Rewrite the rows from the line with "provide the segmentation of black and" through the end of the rows, changing "every instance" to "all instances" and leaving everything else unchanged. Give only those rows.
++++
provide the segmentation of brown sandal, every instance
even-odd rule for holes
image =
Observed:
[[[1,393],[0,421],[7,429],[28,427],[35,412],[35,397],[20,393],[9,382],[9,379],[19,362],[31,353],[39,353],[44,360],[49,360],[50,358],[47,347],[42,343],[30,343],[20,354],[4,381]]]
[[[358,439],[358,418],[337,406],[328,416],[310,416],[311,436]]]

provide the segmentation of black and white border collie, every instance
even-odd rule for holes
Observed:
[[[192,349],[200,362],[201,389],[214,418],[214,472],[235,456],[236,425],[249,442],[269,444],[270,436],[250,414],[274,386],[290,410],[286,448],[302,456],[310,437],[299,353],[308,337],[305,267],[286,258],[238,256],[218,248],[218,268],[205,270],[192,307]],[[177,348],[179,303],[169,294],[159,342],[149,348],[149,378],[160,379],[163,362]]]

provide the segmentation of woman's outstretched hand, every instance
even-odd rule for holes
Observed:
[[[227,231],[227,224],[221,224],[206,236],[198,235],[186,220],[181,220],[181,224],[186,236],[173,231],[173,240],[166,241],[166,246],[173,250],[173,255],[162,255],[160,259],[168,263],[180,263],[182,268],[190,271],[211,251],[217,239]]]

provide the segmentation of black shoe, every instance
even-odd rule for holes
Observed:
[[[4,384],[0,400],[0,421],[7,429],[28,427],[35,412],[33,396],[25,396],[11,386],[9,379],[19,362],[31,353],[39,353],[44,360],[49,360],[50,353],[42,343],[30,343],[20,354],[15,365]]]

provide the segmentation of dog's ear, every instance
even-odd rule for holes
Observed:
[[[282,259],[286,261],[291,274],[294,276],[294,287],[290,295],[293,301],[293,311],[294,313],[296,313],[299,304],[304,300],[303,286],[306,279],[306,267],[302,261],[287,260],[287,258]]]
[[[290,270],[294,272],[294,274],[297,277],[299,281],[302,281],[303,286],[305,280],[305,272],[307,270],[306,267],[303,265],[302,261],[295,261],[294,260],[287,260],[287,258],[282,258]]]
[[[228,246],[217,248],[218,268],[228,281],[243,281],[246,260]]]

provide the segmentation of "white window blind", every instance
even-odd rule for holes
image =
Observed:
++++
§ Solution to the exercise
provide the segmentation of black and white border collie, all instances
even-odd rule for holes
Observed:
[[[192,349],[200,362],[201,389],[214,418],[214,472],[235,456],[236,425],[249,442],[269,444],[270,436],[250,414],[274,386],[290,410],[286,448],[302,456],[310,437],[299,353],[308,337],[305,267],[286,258],[238,256],[218,248],[218,268],[205,270],[192,307]],[[177,348],[179,303],[169,294],[159,342],[149,348],[149,378],[160,379],[163,362]]]

provide the segmentation of woman's outstretched hand, all instances
even-odd rule for holes
Observed:
[[[227,231],[227,224],[221,224],[206,236],[198,235],[186,220],[181,220],[181,224],[186,236],[173,231],[173,240],[166,241],[166,246],[173,250],[173,255],[162,255],[160,259],[168,263],[180,263],[182,268],[190,271],[211,251],[217,239]]]

provide the segmentation of black shoe, all instances
even-odd rule for holes
Observed:
[[[4,384],[0,400],[0,421],[7,429],[28,427],[35,412],[33,396],[25,396],[11,386],[9,379],[19,362],[31,353],[39,353],[44,360],[49,360],[50,353],[42,343],[30,343],[20,354],[15,365]]]

provide the segmentation of dog's ear, all instances
even-odd rule for holes
Observed:
[[[282,259],[286,261],[291,274],[294,276],[294,287],[290,295],[293,301],[293,311],[294,313],[296,313],[299,304],[304,300],[303,286],[306,279],[306,267],[302,261],[287,260],[287,258]]]
[[[290,270],[294,272],[294,274],[297,277],[299,281],[302,281],[303,286],[305,280],[305,272],[307,270],[306,267],[303,265],[302,261],[295,261],[294,260],[287,260],[287,258],[282,258]]]
[[[228,246],[217,248],[218,268],[228,281],[243,281],[246,260]]]

provide the segmentation of "white window blind", all instances
even-odd rule for holes
image =
Observed:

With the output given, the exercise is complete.